■ Assigned task ■
Give back exactly the lines from the one containing "Pretty please, detect the boy's lips" through the end of the records, including both, and no others.

(Text-to-region grounding data)
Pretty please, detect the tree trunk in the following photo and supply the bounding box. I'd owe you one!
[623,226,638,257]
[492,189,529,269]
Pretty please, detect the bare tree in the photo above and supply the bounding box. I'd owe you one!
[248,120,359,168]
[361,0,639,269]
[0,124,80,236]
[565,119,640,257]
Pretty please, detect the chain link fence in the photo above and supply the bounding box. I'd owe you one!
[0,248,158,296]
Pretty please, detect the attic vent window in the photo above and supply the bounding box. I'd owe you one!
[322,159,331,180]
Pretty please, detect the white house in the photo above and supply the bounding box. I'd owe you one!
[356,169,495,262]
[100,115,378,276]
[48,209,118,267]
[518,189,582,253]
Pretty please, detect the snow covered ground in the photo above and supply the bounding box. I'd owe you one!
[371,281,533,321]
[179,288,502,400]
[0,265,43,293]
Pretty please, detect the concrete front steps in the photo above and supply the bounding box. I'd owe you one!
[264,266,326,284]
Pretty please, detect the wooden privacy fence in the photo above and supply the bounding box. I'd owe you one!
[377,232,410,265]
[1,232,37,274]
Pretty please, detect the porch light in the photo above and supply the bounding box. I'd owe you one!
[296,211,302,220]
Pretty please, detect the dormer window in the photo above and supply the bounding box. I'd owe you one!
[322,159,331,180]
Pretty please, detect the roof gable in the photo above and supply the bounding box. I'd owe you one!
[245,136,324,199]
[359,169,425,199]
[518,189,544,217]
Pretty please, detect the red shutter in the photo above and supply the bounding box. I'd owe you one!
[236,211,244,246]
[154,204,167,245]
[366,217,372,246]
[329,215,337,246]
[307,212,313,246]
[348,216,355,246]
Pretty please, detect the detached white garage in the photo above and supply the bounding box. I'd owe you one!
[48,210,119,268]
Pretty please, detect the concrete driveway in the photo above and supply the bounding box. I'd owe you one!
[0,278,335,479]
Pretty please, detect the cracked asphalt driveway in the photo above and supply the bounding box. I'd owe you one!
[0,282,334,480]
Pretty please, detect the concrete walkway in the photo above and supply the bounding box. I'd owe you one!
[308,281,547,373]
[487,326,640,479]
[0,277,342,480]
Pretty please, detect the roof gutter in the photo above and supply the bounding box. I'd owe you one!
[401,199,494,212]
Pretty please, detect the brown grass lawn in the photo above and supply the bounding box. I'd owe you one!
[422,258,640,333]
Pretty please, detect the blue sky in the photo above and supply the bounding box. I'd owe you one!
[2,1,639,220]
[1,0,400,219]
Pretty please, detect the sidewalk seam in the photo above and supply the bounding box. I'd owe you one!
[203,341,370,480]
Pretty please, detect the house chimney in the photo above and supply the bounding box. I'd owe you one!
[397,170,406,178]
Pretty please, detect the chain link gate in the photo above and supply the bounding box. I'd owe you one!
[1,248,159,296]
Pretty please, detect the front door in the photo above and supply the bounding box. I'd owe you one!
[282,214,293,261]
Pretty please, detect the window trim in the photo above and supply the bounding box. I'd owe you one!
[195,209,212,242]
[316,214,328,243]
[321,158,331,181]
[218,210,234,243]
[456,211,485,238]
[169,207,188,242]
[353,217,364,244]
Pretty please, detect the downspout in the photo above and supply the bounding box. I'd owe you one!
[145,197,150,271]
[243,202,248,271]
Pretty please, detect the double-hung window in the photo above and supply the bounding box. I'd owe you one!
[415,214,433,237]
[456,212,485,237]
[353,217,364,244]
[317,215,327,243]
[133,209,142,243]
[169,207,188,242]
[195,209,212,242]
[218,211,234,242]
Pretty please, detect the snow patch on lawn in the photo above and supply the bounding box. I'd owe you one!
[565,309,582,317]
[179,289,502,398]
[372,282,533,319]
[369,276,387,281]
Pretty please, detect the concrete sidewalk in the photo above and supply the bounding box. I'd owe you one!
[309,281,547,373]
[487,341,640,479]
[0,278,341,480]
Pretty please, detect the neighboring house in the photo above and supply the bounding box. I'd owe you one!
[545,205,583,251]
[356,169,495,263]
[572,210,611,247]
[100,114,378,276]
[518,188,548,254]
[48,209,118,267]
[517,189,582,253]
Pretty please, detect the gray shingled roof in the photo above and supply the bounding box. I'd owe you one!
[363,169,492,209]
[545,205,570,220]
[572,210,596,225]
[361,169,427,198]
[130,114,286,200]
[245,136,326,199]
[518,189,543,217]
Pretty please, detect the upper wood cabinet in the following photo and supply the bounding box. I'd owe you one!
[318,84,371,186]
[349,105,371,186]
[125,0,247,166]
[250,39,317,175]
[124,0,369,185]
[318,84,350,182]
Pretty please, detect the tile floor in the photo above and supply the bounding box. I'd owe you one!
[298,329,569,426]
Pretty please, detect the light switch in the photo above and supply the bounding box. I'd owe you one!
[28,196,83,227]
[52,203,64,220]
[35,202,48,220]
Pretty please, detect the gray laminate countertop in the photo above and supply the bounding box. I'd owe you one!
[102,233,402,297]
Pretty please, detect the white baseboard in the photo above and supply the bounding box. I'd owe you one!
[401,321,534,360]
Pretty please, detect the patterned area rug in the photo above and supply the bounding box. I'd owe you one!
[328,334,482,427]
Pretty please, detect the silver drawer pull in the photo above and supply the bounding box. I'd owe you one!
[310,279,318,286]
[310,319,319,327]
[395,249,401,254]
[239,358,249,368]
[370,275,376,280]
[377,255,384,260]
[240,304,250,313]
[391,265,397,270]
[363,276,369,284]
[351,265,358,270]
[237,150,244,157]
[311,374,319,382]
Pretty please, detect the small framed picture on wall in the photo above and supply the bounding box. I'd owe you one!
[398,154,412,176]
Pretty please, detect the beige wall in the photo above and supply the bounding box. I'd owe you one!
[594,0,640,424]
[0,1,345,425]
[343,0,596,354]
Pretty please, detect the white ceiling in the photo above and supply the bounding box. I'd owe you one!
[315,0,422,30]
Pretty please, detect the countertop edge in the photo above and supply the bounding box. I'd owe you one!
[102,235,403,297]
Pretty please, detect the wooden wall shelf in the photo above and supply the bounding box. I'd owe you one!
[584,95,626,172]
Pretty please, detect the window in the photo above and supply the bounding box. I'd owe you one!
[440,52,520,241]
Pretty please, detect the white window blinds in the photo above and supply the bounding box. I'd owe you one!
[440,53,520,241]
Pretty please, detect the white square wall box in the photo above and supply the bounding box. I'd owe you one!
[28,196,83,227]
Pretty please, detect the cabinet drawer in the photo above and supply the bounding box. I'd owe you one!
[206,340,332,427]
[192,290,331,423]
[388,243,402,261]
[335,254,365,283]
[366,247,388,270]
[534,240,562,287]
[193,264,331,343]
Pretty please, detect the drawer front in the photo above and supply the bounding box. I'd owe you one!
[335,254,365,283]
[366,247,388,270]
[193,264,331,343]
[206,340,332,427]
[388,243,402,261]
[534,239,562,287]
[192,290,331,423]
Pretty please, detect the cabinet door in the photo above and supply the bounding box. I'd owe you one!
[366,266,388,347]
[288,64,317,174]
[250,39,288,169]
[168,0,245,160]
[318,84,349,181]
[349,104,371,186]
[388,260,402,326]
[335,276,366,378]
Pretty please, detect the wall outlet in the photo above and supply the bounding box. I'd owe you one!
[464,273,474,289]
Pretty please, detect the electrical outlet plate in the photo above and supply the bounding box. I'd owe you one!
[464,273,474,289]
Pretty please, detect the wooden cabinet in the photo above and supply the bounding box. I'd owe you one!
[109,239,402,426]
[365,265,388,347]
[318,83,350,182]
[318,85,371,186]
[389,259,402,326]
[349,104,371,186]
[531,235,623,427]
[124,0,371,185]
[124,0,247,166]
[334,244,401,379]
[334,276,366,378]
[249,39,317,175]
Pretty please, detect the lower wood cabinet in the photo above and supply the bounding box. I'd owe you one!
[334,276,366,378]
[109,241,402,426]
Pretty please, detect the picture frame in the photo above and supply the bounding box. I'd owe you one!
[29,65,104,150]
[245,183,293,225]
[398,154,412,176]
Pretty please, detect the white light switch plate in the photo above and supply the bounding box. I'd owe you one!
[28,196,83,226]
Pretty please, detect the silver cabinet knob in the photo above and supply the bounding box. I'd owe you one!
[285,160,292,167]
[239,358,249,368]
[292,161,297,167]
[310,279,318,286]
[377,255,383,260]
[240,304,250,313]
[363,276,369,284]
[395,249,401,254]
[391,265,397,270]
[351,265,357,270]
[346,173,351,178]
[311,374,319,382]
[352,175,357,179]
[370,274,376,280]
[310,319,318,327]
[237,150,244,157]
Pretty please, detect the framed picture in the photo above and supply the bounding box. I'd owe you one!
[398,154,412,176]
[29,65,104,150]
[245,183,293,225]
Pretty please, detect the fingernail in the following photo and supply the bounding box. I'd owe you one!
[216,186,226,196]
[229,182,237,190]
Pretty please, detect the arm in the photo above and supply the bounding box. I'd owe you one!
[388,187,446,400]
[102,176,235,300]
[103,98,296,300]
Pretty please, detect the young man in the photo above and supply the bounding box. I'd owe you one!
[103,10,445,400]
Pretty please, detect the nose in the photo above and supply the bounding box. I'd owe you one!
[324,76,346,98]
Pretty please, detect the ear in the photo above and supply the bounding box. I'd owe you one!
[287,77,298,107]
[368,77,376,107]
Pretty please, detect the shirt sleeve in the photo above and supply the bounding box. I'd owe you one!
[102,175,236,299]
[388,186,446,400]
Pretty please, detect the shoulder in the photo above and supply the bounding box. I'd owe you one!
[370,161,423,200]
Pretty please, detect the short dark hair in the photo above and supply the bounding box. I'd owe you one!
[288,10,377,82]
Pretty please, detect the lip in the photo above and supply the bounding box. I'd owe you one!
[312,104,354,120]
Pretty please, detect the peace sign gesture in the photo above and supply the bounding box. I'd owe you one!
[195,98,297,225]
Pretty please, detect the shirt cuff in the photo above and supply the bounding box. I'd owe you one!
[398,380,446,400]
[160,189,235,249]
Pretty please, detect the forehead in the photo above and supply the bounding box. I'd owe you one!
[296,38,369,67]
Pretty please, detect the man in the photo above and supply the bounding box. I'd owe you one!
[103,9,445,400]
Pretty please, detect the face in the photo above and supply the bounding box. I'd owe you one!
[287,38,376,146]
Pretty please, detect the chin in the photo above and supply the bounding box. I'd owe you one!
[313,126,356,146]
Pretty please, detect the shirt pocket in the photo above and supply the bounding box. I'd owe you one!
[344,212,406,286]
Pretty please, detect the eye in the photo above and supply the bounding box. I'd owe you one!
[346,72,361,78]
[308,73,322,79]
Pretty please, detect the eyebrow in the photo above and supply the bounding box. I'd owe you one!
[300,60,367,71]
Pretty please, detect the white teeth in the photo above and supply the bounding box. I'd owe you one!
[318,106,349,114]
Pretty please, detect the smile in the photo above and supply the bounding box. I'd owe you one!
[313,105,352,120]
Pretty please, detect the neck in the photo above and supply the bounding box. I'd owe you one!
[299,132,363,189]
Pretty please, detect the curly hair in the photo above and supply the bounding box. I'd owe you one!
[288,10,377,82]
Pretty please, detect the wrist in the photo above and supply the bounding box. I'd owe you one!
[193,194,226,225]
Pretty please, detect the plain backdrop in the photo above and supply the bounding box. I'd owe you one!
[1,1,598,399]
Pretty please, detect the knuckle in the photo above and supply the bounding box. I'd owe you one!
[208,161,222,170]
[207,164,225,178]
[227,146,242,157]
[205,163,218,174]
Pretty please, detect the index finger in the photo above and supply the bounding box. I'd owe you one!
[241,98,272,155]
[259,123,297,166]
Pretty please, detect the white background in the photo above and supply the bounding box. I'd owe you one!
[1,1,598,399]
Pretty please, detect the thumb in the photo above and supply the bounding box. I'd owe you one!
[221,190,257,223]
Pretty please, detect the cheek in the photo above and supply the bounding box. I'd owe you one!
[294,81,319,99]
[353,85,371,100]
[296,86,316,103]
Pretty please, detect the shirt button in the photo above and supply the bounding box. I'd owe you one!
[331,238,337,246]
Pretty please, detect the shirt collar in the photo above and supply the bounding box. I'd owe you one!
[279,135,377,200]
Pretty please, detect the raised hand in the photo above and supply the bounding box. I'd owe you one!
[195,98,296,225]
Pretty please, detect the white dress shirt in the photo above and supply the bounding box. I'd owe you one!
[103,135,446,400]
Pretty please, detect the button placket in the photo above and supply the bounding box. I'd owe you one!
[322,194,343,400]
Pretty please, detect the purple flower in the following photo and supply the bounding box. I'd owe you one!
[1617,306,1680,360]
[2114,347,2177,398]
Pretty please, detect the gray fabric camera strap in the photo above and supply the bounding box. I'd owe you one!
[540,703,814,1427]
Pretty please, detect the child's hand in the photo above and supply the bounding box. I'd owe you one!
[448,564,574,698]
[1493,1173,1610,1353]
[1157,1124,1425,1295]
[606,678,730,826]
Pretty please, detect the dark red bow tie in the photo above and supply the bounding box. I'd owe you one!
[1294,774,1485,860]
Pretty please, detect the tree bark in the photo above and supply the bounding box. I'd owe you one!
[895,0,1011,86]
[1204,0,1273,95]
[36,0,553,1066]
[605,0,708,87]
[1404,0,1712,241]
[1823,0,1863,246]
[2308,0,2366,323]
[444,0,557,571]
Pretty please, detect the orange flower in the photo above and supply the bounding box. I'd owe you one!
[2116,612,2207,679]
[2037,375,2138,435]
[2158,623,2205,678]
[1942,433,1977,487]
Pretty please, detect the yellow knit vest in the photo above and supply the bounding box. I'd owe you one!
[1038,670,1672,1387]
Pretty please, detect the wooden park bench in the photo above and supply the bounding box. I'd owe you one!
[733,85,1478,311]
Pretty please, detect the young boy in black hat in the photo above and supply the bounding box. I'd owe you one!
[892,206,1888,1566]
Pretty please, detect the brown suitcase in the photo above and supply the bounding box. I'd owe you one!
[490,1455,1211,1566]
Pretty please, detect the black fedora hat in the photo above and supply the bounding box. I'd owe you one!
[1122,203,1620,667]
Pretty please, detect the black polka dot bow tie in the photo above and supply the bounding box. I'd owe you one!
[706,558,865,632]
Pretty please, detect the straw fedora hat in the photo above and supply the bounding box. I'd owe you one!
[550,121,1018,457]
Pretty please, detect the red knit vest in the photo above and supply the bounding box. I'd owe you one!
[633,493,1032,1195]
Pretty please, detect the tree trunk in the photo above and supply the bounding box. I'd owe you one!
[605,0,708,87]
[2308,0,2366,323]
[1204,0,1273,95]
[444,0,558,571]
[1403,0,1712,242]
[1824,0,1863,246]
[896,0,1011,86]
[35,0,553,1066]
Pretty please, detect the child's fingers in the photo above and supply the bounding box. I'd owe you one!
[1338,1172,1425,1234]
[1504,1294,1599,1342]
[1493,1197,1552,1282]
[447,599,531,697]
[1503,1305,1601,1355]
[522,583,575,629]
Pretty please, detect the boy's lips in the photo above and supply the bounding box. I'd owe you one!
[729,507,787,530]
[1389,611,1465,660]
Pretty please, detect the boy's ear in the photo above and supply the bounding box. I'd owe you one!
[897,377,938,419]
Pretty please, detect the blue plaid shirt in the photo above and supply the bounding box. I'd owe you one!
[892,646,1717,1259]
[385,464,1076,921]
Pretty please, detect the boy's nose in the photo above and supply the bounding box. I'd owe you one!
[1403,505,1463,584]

■ Result ■
Pretty please, detect the boy's lips in the photo above and supply the bounding box. I'd owe you one!
[729,507,787,530]
[1389,611,1465,660]
Pretty please, detect the boy's ear in the photo above and supply the bounding box. I'd owe you one!
[897,377,938,419]
Pretty please, detect the blue plaid shirt in the photo above and supply the bounding box. I'd owe you one!
[892,646,1717,1259]
[385,464,1076,921]
Pretty please, detect the boy's nose in the photo above and supply the bounding box. I'd owe you one!
[1403,505,1463,584]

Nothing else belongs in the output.